The Story of Molly Fisher and the Molly Fisher Rock

By Clifford C. Spooner - 1930


To those of us who stop to think of the past in these years of hurry and rush of the present times, come memories, and incidents and tales of our younger days come up before us and crowd out the present. We pause and look back and some one thing perhaps comes out brighter than some of the rest. The story of old Molly Fisher has always been of great interest to the writer and he has many times wished that he could know more than just the tales and legends which have come down through the years to us about her. But the time is long since past when the truth can be found and we must be satisfied with the legends. There are none living now who can remember her as she used to go around the town, old and bent of form but always kind to all and always looking for a chance to do some kind deed. Born in the year 1750, she grew up to womanhood as the country grew, and was reported by our grandparents to have been beautiful as well as a good woman. She never married and never had a home of her own as far as was known around here. *She came into the community at times when no one expected her, and if anyone was sick, and especially among the poor, she might appear out of the unknown almost, and care for them with her uncanny skill with herbs, and on their recovery disappear as suddenly as she had come. She was kind to the needy especially and, like Robin Hood, gave to them not only care and attention but articles of substantial value that as she went from house to house she obtained from their more prosperous neighbors.

■ ■ ■ ■

Goal 1 |
According to the Molly Fisher account, in what year was Molly Fisher born?
Goal 2 |
Carry the Molly Fisher account forward from its last sentence.

Segmentation annotation records:
■ ■ ■ ■

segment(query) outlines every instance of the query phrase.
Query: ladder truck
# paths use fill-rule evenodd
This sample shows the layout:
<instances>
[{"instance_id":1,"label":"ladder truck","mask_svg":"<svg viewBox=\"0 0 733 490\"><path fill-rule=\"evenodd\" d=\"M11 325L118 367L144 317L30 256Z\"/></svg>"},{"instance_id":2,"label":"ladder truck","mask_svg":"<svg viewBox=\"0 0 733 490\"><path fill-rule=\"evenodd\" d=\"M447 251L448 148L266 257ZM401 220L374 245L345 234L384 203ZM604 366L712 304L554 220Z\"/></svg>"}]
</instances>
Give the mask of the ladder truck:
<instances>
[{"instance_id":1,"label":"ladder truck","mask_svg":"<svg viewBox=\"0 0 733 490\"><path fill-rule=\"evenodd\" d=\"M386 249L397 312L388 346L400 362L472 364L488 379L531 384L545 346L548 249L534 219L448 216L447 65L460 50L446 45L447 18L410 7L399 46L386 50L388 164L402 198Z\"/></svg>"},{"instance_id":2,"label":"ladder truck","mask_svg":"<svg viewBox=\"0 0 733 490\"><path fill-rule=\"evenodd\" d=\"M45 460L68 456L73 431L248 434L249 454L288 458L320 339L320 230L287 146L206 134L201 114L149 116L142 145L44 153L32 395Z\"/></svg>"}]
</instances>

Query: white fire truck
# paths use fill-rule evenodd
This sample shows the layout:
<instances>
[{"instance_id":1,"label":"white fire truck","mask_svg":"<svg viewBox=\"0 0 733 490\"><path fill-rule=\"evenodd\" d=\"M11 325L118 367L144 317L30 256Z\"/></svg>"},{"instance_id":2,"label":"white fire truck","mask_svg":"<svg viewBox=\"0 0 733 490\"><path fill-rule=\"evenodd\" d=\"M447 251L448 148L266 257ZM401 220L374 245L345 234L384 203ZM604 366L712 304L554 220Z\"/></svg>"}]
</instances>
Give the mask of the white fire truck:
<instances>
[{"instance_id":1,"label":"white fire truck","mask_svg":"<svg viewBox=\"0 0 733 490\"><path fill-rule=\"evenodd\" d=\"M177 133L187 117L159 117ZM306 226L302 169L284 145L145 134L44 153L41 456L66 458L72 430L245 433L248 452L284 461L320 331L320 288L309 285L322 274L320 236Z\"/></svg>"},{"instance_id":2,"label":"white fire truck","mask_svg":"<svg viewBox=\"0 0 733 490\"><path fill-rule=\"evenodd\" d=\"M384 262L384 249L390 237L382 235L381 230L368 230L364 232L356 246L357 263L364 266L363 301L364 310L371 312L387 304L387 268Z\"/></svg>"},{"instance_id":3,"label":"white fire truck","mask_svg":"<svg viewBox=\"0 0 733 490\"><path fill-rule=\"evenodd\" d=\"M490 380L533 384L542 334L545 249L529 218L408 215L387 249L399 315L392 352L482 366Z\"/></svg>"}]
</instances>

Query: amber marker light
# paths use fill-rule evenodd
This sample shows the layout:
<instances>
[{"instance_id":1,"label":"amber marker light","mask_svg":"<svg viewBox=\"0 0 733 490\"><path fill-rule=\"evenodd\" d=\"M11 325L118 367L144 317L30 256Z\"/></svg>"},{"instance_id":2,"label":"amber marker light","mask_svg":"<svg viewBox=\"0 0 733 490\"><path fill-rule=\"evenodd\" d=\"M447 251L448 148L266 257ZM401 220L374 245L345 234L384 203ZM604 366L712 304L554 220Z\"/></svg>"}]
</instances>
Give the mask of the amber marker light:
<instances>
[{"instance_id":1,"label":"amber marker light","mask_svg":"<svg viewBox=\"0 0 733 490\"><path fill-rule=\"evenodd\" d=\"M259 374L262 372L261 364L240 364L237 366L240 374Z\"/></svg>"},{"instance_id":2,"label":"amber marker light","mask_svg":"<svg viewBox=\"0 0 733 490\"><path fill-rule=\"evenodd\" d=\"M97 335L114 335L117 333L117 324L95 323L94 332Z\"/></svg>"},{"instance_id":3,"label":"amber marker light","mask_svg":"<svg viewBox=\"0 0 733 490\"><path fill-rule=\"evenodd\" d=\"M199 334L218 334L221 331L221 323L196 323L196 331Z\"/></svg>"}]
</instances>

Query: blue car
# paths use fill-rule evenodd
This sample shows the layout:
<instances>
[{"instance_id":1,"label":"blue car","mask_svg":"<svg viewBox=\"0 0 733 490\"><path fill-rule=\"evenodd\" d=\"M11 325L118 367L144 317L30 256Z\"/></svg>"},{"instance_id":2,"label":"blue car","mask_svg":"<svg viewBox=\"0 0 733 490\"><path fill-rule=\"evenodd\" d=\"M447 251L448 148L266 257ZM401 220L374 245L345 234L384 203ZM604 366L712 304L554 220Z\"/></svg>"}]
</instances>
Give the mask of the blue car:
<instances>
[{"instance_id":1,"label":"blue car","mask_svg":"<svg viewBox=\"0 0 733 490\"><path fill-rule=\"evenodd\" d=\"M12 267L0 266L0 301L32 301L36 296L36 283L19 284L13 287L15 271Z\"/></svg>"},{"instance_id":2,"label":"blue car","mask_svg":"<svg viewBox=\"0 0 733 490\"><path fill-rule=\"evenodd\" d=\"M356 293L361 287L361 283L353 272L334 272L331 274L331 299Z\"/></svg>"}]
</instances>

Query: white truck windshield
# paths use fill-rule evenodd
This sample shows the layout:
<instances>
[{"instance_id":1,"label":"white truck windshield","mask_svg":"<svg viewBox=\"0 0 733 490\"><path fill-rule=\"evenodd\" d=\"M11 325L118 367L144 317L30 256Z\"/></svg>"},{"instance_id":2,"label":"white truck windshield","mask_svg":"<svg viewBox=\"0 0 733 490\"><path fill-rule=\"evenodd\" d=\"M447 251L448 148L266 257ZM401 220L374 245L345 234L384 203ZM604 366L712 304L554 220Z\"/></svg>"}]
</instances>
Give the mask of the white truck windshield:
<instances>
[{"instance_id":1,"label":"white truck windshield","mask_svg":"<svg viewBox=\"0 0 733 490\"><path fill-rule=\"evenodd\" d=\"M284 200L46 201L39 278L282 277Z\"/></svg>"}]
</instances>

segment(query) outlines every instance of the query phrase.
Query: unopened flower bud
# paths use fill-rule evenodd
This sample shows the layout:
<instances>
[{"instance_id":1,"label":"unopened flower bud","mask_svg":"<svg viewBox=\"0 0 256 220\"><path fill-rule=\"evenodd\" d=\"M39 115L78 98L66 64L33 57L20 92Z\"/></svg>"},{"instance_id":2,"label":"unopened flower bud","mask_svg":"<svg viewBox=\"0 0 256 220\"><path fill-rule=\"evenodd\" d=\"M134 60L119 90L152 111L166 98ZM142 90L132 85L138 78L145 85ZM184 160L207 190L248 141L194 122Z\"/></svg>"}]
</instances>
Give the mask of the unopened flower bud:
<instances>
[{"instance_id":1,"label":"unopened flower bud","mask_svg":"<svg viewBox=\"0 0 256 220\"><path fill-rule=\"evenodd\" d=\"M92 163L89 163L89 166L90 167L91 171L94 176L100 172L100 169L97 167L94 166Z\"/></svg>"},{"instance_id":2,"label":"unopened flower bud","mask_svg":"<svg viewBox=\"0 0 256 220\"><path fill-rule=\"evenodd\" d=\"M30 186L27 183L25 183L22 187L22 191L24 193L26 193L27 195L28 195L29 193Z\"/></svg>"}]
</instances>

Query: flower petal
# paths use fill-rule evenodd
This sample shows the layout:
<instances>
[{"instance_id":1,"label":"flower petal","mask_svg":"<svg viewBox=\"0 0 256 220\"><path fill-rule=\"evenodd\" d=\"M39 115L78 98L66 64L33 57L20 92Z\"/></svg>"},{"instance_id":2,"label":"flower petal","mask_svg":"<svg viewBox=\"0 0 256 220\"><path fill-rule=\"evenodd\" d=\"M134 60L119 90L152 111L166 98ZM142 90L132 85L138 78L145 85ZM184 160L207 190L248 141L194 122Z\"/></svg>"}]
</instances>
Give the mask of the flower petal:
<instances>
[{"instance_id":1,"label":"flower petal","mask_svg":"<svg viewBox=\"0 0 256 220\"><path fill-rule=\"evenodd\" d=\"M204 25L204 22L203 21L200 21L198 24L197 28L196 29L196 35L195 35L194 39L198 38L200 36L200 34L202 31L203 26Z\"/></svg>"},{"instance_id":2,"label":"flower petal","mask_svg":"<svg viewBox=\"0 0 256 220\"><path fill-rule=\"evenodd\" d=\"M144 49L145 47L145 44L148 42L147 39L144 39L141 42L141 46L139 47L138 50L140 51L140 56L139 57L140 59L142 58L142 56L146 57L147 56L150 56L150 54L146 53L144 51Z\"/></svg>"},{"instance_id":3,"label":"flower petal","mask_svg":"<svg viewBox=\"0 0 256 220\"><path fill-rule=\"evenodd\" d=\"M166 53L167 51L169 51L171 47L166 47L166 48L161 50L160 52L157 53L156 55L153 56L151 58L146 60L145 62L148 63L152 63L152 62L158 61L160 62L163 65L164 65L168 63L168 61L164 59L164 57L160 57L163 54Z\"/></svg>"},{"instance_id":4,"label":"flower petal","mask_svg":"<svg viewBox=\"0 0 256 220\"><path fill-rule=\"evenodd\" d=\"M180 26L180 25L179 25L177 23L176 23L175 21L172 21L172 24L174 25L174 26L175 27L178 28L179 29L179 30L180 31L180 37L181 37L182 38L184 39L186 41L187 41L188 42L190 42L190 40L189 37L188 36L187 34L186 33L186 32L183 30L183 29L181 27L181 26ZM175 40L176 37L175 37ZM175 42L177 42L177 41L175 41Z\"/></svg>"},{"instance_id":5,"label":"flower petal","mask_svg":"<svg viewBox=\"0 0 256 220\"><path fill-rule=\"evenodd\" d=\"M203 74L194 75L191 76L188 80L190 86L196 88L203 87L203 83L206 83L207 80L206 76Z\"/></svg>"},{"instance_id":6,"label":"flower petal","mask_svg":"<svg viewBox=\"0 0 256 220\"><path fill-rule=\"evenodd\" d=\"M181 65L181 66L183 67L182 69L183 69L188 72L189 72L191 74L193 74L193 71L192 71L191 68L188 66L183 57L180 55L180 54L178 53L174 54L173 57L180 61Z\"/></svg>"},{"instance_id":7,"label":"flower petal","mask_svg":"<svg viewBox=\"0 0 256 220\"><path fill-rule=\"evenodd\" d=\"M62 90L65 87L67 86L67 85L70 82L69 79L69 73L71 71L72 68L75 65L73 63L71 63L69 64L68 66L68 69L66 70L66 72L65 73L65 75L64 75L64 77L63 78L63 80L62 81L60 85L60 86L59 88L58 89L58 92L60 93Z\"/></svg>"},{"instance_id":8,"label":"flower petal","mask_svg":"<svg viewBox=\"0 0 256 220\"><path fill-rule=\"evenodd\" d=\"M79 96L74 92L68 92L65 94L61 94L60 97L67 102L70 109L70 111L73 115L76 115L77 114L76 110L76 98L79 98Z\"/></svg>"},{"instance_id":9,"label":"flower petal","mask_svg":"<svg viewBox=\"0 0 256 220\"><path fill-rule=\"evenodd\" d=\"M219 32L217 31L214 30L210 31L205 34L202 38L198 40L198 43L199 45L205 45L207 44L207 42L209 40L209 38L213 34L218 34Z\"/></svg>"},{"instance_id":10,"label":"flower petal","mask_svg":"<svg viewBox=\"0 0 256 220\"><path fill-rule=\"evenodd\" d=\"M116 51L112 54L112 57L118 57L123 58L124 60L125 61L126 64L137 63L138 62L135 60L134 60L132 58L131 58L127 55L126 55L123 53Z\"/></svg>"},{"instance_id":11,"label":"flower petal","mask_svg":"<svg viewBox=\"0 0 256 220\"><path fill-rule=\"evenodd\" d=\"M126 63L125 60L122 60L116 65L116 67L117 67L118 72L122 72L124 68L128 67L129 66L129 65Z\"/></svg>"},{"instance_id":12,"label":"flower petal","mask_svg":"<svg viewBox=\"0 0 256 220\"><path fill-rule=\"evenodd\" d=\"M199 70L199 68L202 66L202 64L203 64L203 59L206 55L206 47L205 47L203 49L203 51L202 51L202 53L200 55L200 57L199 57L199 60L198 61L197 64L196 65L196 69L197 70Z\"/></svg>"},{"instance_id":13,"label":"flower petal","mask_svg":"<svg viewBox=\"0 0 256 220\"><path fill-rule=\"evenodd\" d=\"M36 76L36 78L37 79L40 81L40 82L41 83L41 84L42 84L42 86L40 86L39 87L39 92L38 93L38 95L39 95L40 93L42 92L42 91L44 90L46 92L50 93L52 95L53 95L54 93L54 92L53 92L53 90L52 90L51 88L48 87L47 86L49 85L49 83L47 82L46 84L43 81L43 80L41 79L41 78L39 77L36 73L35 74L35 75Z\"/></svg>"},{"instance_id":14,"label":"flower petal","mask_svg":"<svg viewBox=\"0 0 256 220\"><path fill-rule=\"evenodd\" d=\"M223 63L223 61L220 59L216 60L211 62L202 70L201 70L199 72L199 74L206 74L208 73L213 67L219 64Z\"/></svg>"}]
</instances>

■ ■ ■ ■

Exercise response 1 |
1750

Exercise response 2 |
In the days long gone by, there were various theories about her. Some called her a witch and thought her to be endowed with powers somewhat supernatural. Some feared her and others regarded her as possibly lacking in mental ability. The last was probably correct. Whatever her story might have been the people of the community were all kind to her and took her into their homes for a time, always allowing her to come and go as she wished and never tried to stop her or inquired into her affairs more than enough to be neighborly.

This is the character that Molly Fisher bore according to the story of those who remembered her. To us it seems as if the people of today, in the rush of this life of hurry, might like to look back for a moment at least and think of someone who always had time to help others when they needed help.

About three miles south of the village of Kent, on the road to South Kent, lies a farm which in years gone by belonged to Barnabas Hatch. The land on the west side of the road and between it and the Housatonic River rises abruptly to form a mountain, now known as Lane's hill on top of which, at an elevation of 650 feet above sea level we shall find, if we know how to locate it what is known as the Molly Fisher Rock.

If we were to go up there the easiest way, we would drive up the hill to the west from the Barnabas Hatch homestead to what was at the time of this narrative the home of Micah Spooner, but which went out of the Spooner name several years ago and is now owned by Willard D. Paddock, a sculptor of well known ability.

We might follow from here the old abandoned highway which leads from here to within a few rods of where we wish to go, keeping in the woods all the way and coming out on the top of the hill. At any rate we must walk as the way is steep for the next half mile. If we wish to go by the open pasture we will be careful not to leave any of the barways open to cause trouble by allowing cattle to escape.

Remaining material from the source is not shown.